● **WHAT TO WORK ON**:
What lines in the entries hold the string "clicks"? List them.

##### RECORDS SHOWN #####

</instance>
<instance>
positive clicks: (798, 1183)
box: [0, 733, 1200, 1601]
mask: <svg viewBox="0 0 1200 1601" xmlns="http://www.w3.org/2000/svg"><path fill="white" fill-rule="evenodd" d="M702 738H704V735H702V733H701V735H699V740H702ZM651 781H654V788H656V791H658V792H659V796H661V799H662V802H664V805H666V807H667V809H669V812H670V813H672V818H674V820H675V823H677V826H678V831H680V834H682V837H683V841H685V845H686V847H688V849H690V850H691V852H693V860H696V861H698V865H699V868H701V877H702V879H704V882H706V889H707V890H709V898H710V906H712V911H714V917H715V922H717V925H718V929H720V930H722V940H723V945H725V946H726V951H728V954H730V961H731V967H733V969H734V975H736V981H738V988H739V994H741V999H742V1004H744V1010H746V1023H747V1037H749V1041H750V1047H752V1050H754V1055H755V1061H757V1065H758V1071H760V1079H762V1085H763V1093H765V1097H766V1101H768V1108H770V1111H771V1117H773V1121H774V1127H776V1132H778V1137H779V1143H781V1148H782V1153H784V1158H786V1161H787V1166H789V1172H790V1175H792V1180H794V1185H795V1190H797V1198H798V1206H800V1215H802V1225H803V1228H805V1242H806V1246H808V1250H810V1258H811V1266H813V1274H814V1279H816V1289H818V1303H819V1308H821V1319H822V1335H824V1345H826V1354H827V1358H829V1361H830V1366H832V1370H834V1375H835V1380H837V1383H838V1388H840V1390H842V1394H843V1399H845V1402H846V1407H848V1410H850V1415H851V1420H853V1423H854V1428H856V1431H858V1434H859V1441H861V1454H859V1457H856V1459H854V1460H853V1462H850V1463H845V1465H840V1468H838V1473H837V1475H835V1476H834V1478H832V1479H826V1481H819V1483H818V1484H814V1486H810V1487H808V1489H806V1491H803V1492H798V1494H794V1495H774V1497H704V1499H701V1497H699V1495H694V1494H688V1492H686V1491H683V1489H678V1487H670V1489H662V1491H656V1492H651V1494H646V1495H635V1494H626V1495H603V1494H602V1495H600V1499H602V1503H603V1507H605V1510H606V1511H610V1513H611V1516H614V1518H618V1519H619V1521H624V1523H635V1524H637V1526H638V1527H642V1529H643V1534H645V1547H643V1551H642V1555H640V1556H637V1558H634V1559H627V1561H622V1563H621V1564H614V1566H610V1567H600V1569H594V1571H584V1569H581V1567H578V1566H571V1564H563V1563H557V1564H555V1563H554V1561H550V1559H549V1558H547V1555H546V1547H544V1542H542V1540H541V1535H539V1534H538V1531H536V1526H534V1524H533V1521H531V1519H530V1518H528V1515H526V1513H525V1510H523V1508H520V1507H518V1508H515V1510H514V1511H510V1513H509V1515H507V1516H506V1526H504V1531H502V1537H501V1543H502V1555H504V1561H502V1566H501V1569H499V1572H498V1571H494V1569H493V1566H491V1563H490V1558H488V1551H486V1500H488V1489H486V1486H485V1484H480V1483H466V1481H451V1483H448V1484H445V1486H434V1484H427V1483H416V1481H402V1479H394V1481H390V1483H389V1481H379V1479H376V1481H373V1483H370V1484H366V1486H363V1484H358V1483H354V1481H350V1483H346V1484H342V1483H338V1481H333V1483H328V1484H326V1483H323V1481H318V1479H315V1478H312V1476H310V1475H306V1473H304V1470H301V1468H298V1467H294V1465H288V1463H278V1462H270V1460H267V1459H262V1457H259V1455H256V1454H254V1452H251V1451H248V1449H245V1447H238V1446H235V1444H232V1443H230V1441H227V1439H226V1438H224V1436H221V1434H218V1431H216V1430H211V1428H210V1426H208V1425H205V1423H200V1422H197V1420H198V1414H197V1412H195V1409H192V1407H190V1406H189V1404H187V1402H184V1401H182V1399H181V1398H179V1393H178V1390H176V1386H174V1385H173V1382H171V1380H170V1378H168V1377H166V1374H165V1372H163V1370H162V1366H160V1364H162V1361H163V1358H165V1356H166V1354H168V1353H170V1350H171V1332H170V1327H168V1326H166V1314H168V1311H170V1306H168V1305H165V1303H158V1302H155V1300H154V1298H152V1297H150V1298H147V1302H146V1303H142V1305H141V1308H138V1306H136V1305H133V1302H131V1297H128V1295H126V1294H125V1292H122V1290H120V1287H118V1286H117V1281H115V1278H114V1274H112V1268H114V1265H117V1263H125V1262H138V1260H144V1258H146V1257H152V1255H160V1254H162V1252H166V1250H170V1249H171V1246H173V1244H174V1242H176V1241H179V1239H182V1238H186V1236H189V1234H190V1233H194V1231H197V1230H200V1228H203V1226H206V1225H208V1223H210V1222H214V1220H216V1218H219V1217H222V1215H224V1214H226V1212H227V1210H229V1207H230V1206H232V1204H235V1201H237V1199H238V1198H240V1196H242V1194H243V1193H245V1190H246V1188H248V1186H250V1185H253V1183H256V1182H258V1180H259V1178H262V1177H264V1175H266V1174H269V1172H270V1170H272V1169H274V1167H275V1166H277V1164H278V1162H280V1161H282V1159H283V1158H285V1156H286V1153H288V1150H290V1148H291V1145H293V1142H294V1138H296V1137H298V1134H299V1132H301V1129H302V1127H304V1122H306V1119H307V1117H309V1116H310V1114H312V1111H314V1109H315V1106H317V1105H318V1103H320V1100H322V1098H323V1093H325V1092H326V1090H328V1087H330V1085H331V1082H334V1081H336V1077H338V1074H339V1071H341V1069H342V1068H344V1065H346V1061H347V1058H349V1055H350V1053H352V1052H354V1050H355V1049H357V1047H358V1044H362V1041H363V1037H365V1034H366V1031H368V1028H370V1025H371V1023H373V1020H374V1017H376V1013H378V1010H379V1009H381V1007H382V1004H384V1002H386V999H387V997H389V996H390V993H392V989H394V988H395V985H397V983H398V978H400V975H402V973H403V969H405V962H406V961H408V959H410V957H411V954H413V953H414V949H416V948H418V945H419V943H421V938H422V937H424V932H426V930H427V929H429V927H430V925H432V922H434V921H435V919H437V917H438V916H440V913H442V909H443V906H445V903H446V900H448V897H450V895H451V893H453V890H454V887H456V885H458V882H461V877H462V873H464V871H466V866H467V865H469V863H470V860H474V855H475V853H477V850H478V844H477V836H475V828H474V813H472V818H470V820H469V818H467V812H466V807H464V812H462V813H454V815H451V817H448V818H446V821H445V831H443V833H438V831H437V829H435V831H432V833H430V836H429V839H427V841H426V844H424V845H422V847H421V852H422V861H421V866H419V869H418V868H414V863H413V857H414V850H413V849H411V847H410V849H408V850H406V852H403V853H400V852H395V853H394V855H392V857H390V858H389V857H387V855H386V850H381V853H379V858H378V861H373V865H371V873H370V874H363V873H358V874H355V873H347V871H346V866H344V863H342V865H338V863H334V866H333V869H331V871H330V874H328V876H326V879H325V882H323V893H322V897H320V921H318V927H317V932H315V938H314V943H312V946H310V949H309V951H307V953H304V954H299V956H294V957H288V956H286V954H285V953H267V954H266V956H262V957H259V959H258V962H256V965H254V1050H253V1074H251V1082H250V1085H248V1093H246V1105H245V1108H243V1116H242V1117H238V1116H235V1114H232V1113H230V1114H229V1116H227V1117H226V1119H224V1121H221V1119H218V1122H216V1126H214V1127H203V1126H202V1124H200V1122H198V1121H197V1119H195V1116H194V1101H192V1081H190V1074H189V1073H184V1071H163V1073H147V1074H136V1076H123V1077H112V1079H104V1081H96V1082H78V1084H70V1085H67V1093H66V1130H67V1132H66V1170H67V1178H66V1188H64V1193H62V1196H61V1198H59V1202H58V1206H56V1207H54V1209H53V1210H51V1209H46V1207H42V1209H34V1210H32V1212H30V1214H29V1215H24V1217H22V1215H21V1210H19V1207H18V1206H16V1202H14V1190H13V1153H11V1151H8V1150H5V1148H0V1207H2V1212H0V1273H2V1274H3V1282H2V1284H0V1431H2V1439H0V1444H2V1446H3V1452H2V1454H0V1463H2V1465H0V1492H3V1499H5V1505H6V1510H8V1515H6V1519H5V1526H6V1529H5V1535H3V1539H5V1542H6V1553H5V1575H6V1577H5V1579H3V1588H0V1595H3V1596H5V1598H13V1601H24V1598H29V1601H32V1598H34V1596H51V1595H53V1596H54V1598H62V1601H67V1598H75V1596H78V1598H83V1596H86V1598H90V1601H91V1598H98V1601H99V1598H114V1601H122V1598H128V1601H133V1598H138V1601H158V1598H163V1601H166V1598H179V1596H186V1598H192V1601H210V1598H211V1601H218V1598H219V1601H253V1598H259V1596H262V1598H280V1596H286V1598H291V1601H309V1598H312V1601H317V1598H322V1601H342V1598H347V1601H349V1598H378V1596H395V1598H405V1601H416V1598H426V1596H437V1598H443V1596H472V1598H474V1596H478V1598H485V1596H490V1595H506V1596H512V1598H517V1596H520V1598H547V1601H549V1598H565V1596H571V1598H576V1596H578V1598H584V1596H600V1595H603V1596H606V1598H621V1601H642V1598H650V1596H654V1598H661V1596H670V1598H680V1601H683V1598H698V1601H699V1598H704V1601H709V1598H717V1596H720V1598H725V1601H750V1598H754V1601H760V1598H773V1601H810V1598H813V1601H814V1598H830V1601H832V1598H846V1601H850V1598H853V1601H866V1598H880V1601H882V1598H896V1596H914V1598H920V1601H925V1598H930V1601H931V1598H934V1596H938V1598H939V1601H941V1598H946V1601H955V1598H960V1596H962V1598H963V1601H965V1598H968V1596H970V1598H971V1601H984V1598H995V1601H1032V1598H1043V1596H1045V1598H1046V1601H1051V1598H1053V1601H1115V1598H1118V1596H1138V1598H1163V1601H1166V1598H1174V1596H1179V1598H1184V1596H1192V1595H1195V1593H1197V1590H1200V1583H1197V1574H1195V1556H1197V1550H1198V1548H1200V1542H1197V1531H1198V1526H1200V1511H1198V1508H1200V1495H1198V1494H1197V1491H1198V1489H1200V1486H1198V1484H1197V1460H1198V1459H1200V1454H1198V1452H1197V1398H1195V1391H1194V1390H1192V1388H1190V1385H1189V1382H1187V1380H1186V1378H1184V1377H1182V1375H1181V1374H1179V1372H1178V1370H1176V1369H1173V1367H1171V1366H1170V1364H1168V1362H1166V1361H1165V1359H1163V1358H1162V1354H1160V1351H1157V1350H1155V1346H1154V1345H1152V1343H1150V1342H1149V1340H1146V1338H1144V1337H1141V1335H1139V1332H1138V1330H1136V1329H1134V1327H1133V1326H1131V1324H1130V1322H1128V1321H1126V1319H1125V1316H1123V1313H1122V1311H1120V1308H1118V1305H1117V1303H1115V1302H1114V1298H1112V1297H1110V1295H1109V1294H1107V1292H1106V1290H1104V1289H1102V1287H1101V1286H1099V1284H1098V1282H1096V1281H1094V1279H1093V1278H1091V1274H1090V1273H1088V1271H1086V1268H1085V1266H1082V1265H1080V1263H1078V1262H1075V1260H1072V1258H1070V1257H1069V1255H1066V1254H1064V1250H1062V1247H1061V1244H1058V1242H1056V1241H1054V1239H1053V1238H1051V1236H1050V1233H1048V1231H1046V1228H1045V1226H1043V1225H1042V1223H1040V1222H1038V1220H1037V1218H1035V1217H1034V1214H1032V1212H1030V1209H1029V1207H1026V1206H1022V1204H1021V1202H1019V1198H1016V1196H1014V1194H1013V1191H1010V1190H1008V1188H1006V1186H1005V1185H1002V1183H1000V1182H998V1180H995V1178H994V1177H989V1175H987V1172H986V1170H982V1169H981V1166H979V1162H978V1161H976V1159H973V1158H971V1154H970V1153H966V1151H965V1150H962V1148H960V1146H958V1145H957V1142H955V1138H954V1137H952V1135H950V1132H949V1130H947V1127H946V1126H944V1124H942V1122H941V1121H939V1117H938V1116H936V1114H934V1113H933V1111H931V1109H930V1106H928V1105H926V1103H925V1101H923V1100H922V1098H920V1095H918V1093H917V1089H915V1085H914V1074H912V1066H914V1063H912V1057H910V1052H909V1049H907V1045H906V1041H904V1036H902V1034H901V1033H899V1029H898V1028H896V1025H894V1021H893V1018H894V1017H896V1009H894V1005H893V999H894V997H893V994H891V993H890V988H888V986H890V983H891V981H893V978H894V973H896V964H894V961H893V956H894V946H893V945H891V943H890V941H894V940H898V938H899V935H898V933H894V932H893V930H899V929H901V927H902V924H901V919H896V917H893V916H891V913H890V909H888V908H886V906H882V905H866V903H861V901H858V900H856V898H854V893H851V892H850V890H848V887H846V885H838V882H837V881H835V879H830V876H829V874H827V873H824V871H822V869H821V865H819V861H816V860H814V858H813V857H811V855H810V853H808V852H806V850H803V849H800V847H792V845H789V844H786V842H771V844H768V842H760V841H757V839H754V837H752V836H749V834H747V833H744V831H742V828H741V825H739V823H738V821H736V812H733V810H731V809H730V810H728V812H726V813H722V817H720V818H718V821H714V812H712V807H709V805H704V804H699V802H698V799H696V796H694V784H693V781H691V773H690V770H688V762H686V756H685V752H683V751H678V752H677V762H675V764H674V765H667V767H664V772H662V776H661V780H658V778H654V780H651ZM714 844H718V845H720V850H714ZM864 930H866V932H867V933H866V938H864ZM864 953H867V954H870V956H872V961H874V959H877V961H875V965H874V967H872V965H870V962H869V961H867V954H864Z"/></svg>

#####
##### RECORDS SHOWN #####

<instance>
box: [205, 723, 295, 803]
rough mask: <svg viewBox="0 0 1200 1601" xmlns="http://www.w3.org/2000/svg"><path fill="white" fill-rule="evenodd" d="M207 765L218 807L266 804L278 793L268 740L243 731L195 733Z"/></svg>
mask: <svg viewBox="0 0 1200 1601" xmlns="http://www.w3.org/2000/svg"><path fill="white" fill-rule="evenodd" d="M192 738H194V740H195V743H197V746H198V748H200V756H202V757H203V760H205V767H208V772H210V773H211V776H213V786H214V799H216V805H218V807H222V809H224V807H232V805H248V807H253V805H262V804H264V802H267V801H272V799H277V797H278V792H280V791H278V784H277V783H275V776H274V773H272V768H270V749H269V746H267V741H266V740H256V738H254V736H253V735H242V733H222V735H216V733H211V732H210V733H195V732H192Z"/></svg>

#####
##### RECORDS SHOWN #####

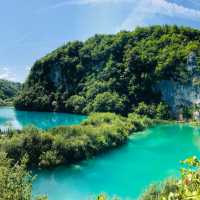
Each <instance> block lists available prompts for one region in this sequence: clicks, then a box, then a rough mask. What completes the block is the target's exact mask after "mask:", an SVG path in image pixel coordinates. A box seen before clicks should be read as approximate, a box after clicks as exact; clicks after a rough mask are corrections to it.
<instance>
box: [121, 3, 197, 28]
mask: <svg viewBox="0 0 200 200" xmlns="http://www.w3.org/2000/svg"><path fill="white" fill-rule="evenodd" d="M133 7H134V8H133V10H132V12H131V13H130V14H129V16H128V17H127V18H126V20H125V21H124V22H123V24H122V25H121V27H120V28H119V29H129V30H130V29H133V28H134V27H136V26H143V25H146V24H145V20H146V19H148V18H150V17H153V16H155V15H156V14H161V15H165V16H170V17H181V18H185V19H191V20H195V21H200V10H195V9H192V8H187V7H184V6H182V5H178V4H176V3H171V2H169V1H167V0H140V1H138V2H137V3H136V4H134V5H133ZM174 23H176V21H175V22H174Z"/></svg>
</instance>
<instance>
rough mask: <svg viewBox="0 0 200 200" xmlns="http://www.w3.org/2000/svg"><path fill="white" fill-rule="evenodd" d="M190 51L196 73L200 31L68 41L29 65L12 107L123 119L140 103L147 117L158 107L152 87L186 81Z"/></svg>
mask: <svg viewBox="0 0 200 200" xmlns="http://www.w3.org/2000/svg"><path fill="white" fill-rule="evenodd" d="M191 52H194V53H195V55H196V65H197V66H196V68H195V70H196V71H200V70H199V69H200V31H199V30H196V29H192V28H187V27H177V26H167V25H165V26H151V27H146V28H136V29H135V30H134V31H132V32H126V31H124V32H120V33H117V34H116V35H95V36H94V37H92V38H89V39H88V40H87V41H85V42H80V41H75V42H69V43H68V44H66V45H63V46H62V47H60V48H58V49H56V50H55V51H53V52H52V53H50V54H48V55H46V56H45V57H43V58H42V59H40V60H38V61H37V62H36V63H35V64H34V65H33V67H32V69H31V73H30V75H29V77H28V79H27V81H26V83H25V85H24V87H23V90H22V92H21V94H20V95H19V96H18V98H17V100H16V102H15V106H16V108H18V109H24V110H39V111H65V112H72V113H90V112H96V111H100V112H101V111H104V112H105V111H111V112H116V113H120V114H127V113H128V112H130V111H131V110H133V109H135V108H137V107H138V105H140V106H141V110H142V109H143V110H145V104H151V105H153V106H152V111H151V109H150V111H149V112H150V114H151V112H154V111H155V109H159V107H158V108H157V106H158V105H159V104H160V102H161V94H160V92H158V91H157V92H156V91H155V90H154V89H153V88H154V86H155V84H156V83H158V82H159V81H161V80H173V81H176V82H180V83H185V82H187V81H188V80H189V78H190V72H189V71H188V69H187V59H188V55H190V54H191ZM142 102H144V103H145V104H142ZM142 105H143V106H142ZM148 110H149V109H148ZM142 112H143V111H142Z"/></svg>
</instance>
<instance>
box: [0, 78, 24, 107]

#####

● **SOLUTION TO THE PROBLEM**:
positive clicks: (798, 1183)
Each <instance> block lists available prompts for one region in this sequence: clicks, then a box, then a rough mask. What completes the block is the target's exact mask after "mask:", an SVG path in image pixel coordinates. A box seen before clicks should be read as approximate, a box after clicks as exact; clicks after a rough mask are corrections to it.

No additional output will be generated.